# ACTIVITY
From the data below, return the exact lines starting at the line containing "Target: green tree" and ending at the line containing "sock in the photo below.", both included, and nothing else.

# Point localization data
^^^^^^^^

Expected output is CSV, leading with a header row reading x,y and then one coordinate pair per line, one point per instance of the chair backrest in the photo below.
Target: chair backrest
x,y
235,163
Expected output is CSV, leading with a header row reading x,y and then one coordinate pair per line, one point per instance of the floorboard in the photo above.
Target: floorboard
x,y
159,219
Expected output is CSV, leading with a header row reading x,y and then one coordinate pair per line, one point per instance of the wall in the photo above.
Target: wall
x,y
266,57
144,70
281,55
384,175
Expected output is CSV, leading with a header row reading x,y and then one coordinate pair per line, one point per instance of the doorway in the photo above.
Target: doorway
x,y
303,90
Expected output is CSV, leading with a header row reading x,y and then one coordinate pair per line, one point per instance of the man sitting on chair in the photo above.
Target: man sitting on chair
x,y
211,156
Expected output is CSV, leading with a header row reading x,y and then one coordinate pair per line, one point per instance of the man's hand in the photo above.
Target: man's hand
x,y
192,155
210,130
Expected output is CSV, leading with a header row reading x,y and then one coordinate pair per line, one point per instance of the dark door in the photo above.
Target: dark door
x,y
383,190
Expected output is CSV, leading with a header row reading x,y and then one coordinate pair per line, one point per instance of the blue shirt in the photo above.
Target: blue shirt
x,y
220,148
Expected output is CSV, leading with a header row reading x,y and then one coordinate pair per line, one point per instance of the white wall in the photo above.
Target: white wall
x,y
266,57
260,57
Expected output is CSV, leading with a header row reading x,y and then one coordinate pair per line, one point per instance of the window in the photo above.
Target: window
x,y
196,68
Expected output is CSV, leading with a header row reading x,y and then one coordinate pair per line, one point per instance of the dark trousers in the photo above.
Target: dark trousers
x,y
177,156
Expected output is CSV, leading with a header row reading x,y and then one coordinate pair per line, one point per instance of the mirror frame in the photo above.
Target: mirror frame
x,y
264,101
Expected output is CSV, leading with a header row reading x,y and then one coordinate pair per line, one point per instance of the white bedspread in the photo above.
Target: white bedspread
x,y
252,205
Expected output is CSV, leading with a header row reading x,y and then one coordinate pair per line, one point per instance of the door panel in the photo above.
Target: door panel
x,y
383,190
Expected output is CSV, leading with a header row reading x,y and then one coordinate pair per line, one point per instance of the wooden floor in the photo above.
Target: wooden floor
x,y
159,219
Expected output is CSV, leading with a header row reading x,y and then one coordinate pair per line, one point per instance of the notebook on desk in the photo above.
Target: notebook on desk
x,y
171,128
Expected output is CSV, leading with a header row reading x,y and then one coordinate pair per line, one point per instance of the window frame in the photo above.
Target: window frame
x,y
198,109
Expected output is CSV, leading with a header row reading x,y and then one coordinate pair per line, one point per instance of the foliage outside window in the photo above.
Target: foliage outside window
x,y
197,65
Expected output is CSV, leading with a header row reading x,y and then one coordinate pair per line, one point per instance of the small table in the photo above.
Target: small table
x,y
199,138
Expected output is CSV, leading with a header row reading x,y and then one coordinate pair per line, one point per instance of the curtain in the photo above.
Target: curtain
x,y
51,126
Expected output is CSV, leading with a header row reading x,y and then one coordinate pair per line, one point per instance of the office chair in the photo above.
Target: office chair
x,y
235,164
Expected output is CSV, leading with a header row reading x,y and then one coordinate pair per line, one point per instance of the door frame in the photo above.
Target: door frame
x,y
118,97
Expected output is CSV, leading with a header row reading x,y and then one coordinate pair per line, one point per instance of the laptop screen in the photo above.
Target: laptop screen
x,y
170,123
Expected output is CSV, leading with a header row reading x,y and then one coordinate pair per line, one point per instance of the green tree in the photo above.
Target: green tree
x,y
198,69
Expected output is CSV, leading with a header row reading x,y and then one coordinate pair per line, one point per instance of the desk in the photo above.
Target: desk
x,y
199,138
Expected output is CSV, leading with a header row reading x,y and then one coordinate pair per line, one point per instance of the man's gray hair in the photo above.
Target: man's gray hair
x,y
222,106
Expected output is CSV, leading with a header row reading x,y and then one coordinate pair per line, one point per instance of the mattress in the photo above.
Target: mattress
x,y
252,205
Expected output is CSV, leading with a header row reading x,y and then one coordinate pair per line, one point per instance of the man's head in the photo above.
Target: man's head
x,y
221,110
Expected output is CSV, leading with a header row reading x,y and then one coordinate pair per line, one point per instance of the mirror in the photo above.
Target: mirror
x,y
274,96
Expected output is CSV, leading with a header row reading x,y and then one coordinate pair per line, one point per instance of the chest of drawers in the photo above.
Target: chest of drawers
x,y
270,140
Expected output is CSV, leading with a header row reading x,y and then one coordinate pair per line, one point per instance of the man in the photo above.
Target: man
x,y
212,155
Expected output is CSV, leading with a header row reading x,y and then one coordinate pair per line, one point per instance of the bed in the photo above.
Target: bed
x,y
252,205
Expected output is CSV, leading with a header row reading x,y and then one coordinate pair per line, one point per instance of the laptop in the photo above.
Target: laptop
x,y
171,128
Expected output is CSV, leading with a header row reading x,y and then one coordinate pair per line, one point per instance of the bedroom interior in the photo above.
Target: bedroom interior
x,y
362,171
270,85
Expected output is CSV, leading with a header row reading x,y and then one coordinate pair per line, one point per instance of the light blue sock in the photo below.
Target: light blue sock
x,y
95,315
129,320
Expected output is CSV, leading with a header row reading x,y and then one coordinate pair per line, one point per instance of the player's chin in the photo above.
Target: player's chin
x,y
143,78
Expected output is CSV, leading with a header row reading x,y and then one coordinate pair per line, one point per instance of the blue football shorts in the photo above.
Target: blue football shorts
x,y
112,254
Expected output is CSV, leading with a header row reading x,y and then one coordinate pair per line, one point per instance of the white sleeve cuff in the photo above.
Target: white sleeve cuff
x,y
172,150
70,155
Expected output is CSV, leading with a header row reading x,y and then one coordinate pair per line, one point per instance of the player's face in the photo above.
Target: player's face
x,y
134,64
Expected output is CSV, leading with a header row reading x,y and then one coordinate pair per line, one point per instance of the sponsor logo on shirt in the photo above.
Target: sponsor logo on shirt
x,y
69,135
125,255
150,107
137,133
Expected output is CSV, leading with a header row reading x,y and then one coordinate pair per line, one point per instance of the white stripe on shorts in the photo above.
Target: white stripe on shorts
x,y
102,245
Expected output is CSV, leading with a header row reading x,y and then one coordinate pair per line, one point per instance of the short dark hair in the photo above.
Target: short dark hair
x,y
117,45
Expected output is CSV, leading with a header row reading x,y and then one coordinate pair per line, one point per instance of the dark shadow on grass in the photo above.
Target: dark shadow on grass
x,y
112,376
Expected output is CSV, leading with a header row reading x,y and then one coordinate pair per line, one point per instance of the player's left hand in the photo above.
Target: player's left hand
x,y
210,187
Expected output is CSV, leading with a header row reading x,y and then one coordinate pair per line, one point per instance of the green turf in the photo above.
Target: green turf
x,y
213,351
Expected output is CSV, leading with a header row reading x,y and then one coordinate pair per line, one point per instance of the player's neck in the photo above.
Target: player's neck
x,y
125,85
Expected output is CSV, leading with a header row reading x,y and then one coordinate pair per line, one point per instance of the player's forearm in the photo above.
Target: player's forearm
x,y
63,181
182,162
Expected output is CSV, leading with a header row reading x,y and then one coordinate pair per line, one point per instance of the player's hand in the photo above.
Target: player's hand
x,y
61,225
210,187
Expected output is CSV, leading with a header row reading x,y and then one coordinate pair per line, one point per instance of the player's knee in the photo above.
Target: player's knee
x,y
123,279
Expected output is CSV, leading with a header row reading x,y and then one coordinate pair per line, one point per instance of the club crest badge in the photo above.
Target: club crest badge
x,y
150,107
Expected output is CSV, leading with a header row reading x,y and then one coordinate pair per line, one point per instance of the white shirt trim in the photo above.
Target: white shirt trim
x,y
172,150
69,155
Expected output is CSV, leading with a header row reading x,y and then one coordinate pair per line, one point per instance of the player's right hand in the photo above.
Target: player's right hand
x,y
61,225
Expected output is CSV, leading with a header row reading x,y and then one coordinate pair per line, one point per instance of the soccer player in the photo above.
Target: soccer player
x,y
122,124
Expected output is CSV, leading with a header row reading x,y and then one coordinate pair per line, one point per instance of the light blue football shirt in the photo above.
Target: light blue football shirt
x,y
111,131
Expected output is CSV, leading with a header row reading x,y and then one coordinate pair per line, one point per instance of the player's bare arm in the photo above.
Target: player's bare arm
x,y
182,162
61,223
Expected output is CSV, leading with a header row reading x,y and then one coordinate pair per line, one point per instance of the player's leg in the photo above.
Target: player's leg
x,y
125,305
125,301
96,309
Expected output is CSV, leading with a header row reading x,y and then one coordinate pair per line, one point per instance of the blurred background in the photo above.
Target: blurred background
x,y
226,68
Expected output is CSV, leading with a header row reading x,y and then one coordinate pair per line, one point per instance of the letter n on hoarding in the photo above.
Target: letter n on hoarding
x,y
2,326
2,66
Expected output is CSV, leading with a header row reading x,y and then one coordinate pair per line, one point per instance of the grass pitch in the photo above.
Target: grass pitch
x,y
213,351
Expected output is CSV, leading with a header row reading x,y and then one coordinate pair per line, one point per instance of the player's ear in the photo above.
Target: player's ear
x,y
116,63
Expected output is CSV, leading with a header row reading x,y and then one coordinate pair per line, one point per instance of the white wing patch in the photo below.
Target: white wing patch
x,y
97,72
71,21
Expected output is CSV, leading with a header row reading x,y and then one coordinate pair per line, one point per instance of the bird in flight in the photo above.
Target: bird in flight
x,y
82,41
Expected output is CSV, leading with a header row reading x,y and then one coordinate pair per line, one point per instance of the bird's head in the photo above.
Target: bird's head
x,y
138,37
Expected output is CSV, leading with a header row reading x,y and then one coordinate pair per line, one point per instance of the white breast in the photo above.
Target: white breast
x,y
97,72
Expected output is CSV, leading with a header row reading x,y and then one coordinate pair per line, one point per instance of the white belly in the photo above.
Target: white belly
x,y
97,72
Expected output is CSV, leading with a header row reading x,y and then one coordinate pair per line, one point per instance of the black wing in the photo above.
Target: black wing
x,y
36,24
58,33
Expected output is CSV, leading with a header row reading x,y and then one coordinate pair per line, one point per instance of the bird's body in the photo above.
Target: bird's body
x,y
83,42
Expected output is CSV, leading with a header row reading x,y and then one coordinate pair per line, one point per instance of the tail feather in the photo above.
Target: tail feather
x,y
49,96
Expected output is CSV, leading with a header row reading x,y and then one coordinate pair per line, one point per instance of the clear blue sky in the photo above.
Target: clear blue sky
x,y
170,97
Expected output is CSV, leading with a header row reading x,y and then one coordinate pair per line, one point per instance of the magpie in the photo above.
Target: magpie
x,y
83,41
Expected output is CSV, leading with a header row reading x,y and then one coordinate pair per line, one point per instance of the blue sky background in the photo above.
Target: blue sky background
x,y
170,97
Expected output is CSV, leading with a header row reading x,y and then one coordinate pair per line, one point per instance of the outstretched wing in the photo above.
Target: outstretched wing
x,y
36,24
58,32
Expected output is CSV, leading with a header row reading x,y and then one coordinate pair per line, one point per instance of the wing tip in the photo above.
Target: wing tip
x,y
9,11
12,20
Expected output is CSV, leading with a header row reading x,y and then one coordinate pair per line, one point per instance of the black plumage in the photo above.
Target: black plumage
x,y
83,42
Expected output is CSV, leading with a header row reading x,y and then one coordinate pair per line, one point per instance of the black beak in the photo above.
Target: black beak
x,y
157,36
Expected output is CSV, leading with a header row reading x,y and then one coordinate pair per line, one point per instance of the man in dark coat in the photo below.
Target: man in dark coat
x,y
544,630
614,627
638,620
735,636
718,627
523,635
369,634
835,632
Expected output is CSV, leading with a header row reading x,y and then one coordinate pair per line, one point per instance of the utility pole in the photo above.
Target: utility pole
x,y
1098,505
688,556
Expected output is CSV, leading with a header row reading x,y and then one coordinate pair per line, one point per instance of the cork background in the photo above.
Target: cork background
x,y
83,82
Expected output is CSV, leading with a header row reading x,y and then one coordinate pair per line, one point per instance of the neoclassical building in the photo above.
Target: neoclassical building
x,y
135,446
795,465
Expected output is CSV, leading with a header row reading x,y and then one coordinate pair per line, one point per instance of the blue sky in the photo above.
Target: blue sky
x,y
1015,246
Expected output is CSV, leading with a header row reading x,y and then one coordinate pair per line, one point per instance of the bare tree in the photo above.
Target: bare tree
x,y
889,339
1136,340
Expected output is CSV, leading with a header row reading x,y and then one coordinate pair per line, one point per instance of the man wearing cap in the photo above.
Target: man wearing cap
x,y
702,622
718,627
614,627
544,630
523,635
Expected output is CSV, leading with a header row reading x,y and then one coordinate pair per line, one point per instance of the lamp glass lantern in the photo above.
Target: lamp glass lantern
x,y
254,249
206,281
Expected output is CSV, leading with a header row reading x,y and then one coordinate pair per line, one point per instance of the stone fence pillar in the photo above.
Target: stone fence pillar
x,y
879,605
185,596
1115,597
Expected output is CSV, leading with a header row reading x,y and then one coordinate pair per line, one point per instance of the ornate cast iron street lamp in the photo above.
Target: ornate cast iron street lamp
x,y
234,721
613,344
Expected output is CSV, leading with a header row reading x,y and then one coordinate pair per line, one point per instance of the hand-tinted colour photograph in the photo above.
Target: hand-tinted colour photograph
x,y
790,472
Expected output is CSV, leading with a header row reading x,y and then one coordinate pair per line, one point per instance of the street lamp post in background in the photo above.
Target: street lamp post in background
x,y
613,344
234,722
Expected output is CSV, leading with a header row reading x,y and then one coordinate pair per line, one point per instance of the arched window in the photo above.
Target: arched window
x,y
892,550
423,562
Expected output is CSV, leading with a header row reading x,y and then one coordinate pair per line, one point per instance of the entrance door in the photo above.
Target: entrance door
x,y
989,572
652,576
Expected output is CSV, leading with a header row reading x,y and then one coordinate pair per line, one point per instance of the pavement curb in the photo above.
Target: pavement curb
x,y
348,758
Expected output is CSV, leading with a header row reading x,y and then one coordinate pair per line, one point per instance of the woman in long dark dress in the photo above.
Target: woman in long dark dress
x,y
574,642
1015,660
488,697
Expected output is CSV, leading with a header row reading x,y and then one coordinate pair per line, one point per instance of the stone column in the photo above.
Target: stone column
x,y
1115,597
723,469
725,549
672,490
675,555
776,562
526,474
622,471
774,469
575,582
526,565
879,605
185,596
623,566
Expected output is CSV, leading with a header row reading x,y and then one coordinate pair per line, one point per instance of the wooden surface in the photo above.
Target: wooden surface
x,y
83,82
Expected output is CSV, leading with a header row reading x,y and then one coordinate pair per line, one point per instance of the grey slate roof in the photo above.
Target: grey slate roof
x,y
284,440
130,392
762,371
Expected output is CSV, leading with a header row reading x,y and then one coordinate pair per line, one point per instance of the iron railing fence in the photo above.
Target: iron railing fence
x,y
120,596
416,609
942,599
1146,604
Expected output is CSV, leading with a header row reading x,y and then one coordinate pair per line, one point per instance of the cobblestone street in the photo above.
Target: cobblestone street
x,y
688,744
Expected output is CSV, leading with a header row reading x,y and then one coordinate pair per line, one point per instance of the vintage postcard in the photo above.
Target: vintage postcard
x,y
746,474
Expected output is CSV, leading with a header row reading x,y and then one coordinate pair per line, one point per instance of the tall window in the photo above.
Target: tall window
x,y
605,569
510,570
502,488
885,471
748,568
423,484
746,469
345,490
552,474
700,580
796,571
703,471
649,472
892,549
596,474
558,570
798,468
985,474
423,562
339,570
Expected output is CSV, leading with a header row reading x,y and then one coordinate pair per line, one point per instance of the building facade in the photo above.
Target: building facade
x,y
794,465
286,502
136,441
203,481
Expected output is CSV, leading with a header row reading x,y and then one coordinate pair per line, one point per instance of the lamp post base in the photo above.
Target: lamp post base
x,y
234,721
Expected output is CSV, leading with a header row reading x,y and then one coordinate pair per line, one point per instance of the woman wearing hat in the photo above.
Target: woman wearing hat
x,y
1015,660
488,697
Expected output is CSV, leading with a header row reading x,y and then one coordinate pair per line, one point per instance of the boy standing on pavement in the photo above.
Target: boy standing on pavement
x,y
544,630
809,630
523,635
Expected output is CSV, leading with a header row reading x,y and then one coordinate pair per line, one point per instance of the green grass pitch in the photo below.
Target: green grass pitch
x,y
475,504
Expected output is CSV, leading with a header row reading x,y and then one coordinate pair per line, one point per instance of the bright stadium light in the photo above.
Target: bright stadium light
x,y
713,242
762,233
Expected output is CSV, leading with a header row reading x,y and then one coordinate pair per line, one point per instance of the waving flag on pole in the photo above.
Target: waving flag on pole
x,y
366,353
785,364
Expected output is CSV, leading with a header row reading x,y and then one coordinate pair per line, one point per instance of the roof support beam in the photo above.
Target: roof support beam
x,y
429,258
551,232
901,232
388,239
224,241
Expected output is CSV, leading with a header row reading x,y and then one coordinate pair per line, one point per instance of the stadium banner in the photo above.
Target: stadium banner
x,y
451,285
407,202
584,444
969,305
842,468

^^^^^^^^

# TASK RESPONSE
Target: green tree
x,y
198,69
Expected output is CSV, leading with a header row reading x,y and then one coordinate pair per line, one point per instance of the desk in the photo above.
Target: desk
x,y
199,138
Expected output is CSV, leading with a header row reading x,y and then one coordinate pair per line, one point per instance of the man's gray hair in the photo above.
Target: man's gray hair
x,y
222,106
Expected output is CSV, leading with a header row reading x,y and then one coordinate pair per line, one point per instance of the mattress in the photo above.
Target: mattress
x,y
252,205
Expected output is CSV, leading with a header row reading x,y and then one coordinate pair per line, one point per instance of the man's head in the photo above.
Target: man's head
x,y
221,110
Expected output is CSV, leading with a header row reading x,y and then one coordinate pair per line, one point per instance of the mirror in the photo above.
Target: mirror
x,y
274,96
Expected output is CSV, leading with a header row reading x,y and then one coordinate pair per line, one point per instance of the chest of drawers in the photo above.
Target: chest of drawers
x,y
270,140
Expected output is CSV, leading with a header row reading x,y and then one coordinate pair per line, one point per instance of the man in the photo above.
Target: man
x,y
212,155
Expected output is CSV, leading with a header row reading x,y and then one coordinate pair per line, one point per instance of the bed in the photo above.
Target: bed
x,y
252,205
Expected output is CSV, leading with a header row reading x,y and then one coordinate pair per line, one point per instance of the laptop in the photo above.
Target: laptop
x,y
171,128
Expected output is CSV, leading with a header row reading x,y and then one coordinate pair per line, one point per instance of the bedroom interior in the photo above.
Target: bedroom interior
x,y
362,171
270,85
Expected output is CSV, leading with a header row reading x,y and then one coordinate pair per line, one point per instance of the light blue sock in the photo below.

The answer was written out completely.